Goal of the exercise: Reproduce the data below line for line without any changes, but leave the pictures out.

Exercise inputs:
────

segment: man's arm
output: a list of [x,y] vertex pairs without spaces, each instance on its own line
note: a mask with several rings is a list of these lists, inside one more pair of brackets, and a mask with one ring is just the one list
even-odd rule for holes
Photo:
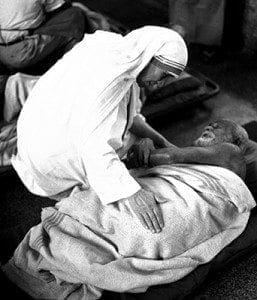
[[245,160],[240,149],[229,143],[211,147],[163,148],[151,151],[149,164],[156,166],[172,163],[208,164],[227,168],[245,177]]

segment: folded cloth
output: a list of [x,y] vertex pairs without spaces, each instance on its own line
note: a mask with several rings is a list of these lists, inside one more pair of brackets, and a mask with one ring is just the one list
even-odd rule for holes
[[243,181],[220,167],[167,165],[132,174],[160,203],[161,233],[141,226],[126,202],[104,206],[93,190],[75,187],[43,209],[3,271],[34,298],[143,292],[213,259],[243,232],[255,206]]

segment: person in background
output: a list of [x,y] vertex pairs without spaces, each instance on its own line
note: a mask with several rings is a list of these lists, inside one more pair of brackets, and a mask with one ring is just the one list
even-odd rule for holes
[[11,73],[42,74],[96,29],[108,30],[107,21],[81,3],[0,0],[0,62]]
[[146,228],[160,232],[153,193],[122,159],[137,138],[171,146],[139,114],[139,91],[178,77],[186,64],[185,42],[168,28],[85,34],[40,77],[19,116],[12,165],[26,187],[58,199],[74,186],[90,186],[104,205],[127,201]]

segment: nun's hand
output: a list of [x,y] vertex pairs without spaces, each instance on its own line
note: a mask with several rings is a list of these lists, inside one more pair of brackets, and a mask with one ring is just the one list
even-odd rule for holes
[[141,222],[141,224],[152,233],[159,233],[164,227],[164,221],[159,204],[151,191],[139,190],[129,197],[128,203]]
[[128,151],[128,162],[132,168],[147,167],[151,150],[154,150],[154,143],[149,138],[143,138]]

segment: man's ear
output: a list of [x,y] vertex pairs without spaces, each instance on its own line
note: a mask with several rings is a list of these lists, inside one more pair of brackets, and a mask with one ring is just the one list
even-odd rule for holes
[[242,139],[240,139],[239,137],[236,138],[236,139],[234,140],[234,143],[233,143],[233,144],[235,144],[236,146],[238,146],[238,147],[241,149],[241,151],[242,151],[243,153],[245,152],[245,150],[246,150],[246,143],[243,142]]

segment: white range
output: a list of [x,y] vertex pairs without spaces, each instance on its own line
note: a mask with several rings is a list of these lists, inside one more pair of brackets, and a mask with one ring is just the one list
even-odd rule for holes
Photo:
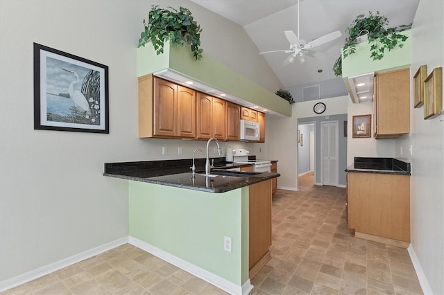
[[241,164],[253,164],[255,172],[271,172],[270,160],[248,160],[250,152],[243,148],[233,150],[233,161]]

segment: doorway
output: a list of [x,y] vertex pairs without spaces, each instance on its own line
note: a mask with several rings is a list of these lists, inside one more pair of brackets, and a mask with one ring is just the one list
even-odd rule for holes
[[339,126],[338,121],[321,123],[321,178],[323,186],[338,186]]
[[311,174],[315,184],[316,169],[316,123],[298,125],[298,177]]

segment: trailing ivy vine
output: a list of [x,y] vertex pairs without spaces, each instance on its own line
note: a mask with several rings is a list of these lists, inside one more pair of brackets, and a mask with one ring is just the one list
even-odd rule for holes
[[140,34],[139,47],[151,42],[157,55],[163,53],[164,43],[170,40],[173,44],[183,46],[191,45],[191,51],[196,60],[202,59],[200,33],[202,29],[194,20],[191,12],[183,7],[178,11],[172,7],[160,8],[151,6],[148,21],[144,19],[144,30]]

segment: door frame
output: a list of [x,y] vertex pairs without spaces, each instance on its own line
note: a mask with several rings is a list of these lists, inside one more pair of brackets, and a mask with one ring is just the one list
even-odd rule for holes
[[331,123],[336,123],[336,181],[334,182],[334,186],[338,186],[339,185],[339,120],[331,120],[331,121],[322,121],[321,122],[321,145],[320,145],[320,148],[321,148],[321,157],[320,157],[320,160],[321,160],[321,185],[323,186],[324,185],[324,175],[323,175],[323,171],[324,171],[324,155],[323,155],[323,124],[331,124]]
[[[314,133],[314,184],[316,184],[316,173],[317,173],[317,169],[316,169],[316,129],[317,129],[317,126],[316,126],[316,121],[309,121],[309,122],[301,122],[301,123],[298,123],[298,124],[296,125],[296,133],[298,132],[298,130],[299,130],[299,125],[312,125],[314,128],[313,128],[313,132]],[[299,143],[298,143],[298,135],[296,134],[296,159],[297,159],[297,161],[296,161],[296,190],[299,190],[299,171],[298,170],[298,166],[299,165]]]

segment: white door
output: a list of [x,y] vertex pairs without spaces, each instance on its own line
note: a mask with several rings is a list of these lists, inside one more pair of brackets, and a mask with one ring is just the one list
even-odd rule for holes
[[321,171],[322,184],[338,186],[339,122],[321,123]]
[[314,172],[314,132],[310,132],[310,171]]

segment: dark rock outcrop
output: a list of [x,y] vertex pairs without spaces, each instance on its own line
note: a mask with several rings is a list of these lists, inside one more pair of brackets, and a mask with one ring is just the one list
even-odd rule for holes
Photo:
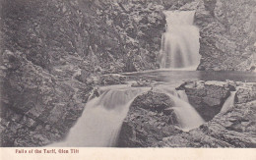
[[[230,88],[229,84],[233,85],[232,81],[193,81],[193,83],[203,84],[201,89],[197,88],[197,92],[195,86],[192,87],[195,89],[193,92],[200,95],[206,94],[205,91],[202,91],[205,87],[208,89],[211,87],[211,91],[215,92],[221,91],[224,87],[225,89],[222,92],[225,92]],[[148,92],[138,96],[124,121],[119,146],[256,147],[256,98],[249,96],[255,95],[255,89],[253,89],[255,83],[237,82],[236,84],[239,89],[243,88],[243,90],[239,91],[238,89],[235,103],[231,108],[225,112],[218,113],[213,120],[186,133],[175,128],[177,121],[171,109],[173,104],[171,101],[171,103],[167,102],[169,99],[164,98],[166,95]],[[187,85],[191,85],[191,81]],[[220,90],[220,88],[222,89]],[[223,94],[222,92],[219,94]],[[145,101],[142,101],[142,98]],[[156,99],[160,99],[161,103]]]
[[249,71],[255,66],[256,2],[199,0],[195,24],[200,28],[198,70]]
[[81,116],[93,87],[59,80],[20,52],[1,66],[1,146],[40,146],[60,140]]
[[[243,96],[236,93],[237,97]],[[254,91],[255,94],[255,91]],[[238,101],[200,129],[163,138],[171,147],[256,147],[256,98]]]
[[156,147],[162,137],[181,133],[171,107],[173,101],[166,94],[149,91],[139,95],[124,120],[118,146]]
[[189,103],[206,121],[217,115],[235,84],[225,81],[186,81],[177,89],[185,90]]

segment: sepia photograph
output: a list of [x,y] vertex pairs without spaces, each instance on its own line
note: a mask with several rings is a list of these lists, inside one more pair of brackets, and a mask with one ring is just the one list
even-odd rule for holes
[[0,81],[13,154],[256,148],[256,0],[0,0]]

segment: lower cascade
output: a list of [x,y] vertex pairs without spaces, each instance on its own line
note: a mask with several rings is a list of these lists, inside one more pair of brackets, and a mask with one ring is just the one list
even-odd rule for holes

────

Solution to this exercise:
segment: man's arm
output: a list of [x,y] vertex pairs without spaces, each instance on its own line
note: a mask with several rings is a list of these lists, inside one more pair of brackets, and a mask with one ring is just the one list
even-odd rule for holes
Photo:
[[245,160],[240,149],[229,143],[211,147],[163,148],[151,151],[149,164],[156,166],[172,163],[208,164],[227,168],[245,177]]

segment: folded cloth
output: a list of [x,y] vertex pairs without spaces, each instance on its own line
note: a mask with several rings is a list of these lists, inside one more pair of brackets, and a mask with one ring is just the one list
even-odd rule for holes
[[243,181],[220,167],[167,165],[132,174],[160,203],[161,233],[141,226],[126,202],[104,206],[93,190],[75,187],[43,209],[3,271],[34,298],[143,292],[213,259],[243,232],[255,206]]

segment: person in background
output: a list of [x,y] vertex pairs without spaces, each instance on its own line
note: a mask with several rings is a list of these lists, inside one more pair of brackets, and a mask with one ring is just the one list
even-odd rule for holes
[[11,73],[42,74],[96,29],[108,30],[107,21],[81,3],[0,0],[0,62]]
[[146,228],[160,232],[153,193],[122,159],[137,138],[171,146],[139,114],[139,91],[178,77],[186,64],[185,42],[168,28],[85,34],[40,77],[19,116],[12,165],[26,187],[58,199],[74,186],[90,186],[104,205],[127,201]]

segment: nun's hand
output: a list of [x,y] vertex pairs without spaces, each instance on its own line
note: a mask with several rings is a list of these lists, inside one more pair of brackets, and a mask with one ring is just the one list
even-odd rule for holes
[[141,222],[141,224],[152,233],[159,233],[164,227],[164,221],[159,204],[151,191],[139,190],[129,197],[128,203]]
[[128,151],[128,162],[132,168],[147,167],[151,150],[154,150],[154,143],[149,138],[143,138]]

segment: man's ear
output: a list of [x,y] vertex pairs without spaces, each instance on its own line
note: a mask with several rings is a list of these lists, inside one more pair of brackets, and a mask with one ring is just the one list
even-odd rule for holes
[[242,139],[240,139],[239,137],[236,138],[236,139],[234,140],[234,143],[233,143],[233,144],[235,144],[236,146],[238,146],[238,147],[241,149],[241,151],[242,151],[243,153],[245,152],[245,150],[246,150],[246,143],[243,142]]

segment: white range
output: a list of [x,y] vertex pairs without spaces, each instance on its own line
note: a mask with several rings is a list of these lists, inside one more pair of brackets, and a mask with one ring is just the one list
even-odd rule for holes
Photo:
[[241,164],[253,164],[255,172],[271,172],[270,160],[248,160],[250,152],[243,148],[233,150],[233,161]]

segment: doorway
output: a list of [x,y] vertex pairs without spaces, each instance on its own line
note: a mask with several rings is a list of these lists, inside one more pair of brackets, and a mask with one ring is just the one list
even-odd rule for holes
[[339,126],[338,121],[321,123],[321,178],[323,186],[338,186]]
[[311,174],[315,184],[316,169],[316,123],[298,125],[298,177]]

segment: trailing ivy vine
output: a list of [x,y] vertex pairs without spaces, each instance on its own line
note: a mask with several rings is a list of these lists, inside one more pair of brackets, and a mask with one ring is just the one list
even-odd rule for holes
[[140,34],[139,47],[151,42],[157,55],[163,53],[164,43],[170,40],[173,44],[183,46],[191,45],[191,51],[196,60],[202,59],[200,33],[202,29],[194,20],[191,12],[183,7],[178,11],[172,7],[160,8],[151,6],[148,21],[144,19],[144,30]]

segment: door frame
output: a list of [x,y] vertex pairs without spaces, each instance on its own line
note: a mask with several rings is a list of these lists, inside one more pair of brackets, and a mask with one ring is just the one list
even-odd rule for holes
[[331,123],[336,123],[336,181],[334,182],[334,186],[338,186],[339,185],[339,120],[331,120],[331,121],[322,121],[321,122],[321,145],[320,145],[320,148],[321,148],[321,157],[320,157],[320,160],[321,160],[321,185],[323,186],[324,185],[324,175],[323,175],[323,171],[324,171],[324,155],[323,155],[323,124],[331,124]]
[[[314,133],[314,184],[316,184],[316,173],[317,173],[317,169],[316,169],[316,129],[317,129],[317,126],[316,126],[316,121],[309,121],[309,122],[301,122],[301,123],[298,123],[298,124],[296,125],[296,133],[298,132],[298,130],[299,130],[299,125],[312,125],[314,128],[313,128],[313,132]],[[299,143],[298,143],[298,135],[296,134],[296,159],[297,159],[297,161],[296,161],[296,190],[299,190],[299,171],[298,170],[298,166],[299,165]]]

segment: white door
output: a list of [x,y] vertex pairs without spaces, each instance on its own line
note: a mask with several rings is a list of these lists, inside one more pair of brackets, and a mask with one ring is just the one list
even-odd rule for holes
[[321,171],[322,184],[338,186],[339,122],[321,123]]
[[314,172],[314,132],[310,132],[310,171]]

segment: dark rock outcrop
output: a list of [x,y] vertex pairs without spaces, each instance on its own line
note: a mask with several rings is a list of these lists, inside one more pair of brackets, and a mask with one ring is just the one list
even-odd rule for holes
Photo:
[[[230,88],[229,84],[233,85],[232,81],[193,81],[193,83],[203,84],[201,89],[197,88],[197,92],[195,86],[192,87],[195,89],[193,92],[200,95],[206,94],[205,91],[202,91],[205,87],[208,89],[211,87],[211,91],[215,92],[221,91],[224,87],[225,89],[222,92],[225,92]],[[148,92],[138,96],[124,121],[119,146],[256,147],[256,98],[249,96],[255,95],[255,89],[253,89],[255,83],[237,82],[236,84],[239,89],[243,88],[243,90],[239,91],[238,89],[235,103],[231,108],[225,112],[218,113],[213,120],[186,133],[175,128],[177,121],[171,109],[173,104],[171,101],[171,103],[167,102],[169,99],[164,98],[166,95]],[[187,85],[191,85],[191,81]],[[220,90],[220,88],[222,89]],[[223,94],[222,92],[219,94]],[[145,101],[142,101],[142,98]],[[156,99],[160,99],[161,103]]]
[[249,71],[255,66],[256,2],[199,0],[195,24],[200,28],[198,70]]
[[81,116],[93,87],[59,80],[20,52],[1,66],[1,146],[40,146],[60,140]]
[[[243,96],[236,93],[237,97]],[[254,91],[255,94],[255,91]],[[238,101],[200,129],[163,138],[171,147],[256,147],[256,98]]]
[[156,147],[162,137],[181,133],[171,107],[173,101],[166,94],[149,91],[139,95],[124,120],[118,146]]
[[189,103],[206,121],[217,115],[235,84],[225,81],[186,81],[177,89],[185,90]]

segment: sepia photograph
output: a list of [x,y] vertex pairs without spaces, each instance on its own line
note: a mask with several rings is a list of these lists, inside one more pair of brackets, and a mask with one ring is just the one list
even-odd rule for holes
[[0,81],[13,154],[256,148],[256,0],[0,0]]

segment: lower cascade
output: a list of [x,y] vertex pairs without spaces, each instance on its own line
note: a mask with several rings is a list of these lists, inside one more pair of brackets, and a mask with one ring is just the one list
even-odd rule for holes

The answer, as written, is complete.